ENTRIES SHOWN:

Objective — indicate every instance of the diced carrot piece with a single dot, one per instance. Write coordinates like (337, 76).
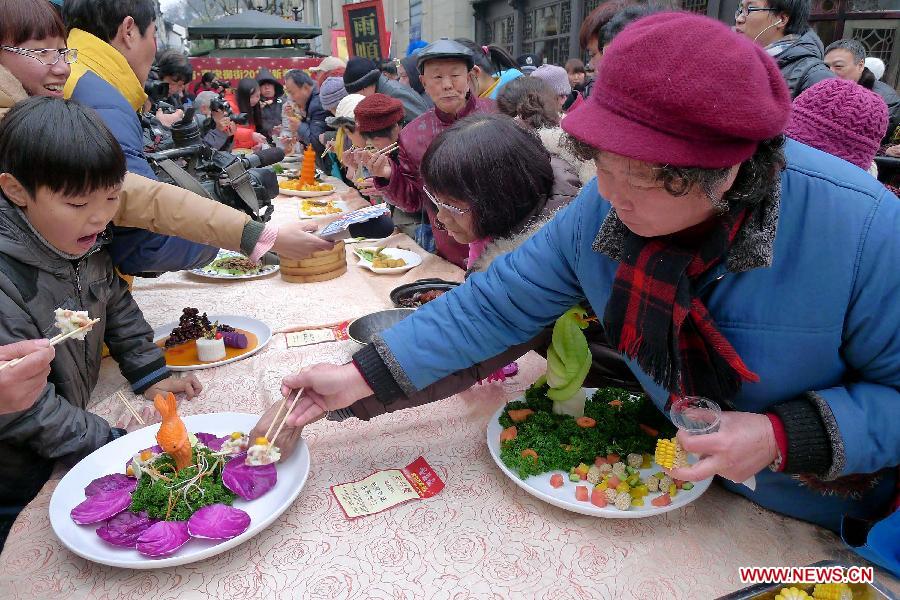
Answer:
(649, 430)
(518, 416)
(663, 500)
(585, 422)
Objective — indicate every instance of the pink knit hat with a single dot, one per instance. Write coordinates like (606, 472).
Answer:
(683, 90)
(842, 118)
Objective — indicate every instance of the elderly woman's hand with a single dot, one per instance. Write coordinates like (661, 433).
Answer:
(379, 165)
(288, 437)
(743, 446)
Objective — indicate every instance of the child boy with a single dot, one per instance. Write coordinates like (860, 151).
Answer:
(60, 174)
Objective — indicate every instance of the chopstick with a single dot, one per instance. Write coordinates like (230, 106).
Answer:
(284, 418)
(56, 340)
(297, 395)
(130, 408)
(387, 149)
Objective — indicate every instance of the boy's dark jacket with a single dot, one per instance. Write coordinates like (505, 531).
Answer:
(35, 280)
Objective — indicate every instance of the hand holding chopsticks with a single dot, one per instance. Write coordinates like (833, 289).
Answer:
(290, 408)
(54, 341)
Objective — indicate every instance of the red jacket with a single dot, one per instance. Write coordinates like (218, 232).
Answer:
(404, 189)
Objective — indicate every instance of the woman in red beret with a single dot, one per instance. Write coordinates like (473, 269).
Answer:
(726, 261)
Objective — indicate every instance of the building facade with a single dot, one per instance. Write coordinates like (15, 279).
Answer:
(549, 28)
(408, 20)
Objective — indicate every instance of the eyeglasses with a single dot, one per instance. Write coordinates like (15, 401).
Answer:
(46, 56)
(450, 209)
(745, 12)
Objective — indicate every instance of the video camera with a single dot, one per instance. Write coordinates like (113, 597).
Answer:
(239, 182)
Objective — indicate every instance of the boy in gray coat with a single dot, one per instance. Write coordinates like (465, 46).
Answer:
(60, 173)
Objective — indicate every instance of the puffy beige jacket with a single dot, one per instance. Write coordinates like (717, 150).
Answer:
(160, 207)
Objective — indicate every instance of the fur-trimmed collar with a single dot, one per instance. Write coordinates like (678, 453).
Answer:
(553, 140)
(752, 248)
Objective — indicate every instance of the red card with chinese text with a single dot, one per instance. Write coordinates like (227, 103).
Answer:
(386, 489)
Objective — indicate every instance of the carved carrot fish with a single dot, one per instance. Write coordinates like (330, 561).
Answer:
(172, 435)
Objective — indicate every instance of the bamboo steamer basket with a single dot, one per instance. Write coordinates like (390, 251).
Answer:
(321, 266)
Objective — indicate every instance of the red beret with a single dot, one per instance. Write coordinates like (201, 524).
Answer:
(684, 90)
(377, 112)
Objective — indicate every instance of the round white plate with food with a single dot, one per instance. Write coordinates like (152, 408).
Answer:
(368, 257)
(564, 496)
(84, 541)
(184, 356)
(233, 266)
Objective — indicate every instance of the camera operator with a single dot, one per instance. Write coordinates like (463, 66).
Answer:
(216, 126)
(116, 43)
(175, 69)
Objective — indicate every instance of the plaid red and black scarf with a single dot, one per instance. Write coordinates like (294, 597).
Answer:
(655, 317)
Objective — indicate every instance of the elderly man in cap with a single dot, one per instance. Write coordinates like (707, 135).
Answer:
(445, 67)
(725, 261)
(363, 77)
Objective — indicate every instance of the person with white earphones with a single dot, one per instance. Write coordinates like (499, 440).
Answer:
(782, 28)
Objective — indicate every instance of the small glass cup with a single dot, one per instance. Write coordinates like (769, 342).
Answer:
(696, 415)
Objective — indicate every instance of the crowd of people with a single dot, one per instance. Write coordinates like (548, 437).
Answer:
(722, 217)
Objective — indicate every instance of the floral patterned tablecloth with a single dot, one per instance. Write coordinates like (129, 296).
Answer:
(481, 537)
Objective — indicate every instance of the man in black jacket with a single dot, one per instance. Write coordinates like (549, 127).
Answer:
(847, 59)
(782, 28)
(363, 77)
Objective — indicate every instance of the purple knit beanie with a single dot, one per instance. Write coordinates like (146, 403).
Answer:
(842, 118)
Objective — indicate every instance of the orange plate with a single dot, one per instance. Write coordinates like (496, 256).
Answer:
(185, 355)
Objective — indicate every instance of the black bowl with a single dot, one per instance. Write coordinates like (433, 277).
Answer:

WHAT IS BEING ASKED:
Can you quote exactly the lines from the one containing "Objective — indicate every instance of the crowd" through the last line of the records above, and nothing else?

RESULT FOR THIS TASK:
Objective — indicate every instance of the crowd of people with a single dot, one per instance. Write coordinates like (548, 437).
Answer:
(722, 217)
Objective — indicate every instance of the floral patterned tablecloth with a single dot, one per instance. Write coordinates like (129, 296).
Answer:
(481, 537)
Objective — indicate every instance of the man in black jacket with a single dot, one per instance. Write coordinates like (549, 127).
Answer:
(847, 59)
(782, 28)
(363, 77)
Objective — indicate every instance of the purple knit beanie with a single dot, one per instance. Write coordinates like (146, 403).
Answer:
(842, 118)
Objective — indicate every instance of the orange plate with a single dot, one per instance. Write coordinates like (496, 256).
Answer:
(185, 355)
Objective — indicate every instance of the black bowl with a single dot, one per instance. Write coordinates like (433, 277).
Answer:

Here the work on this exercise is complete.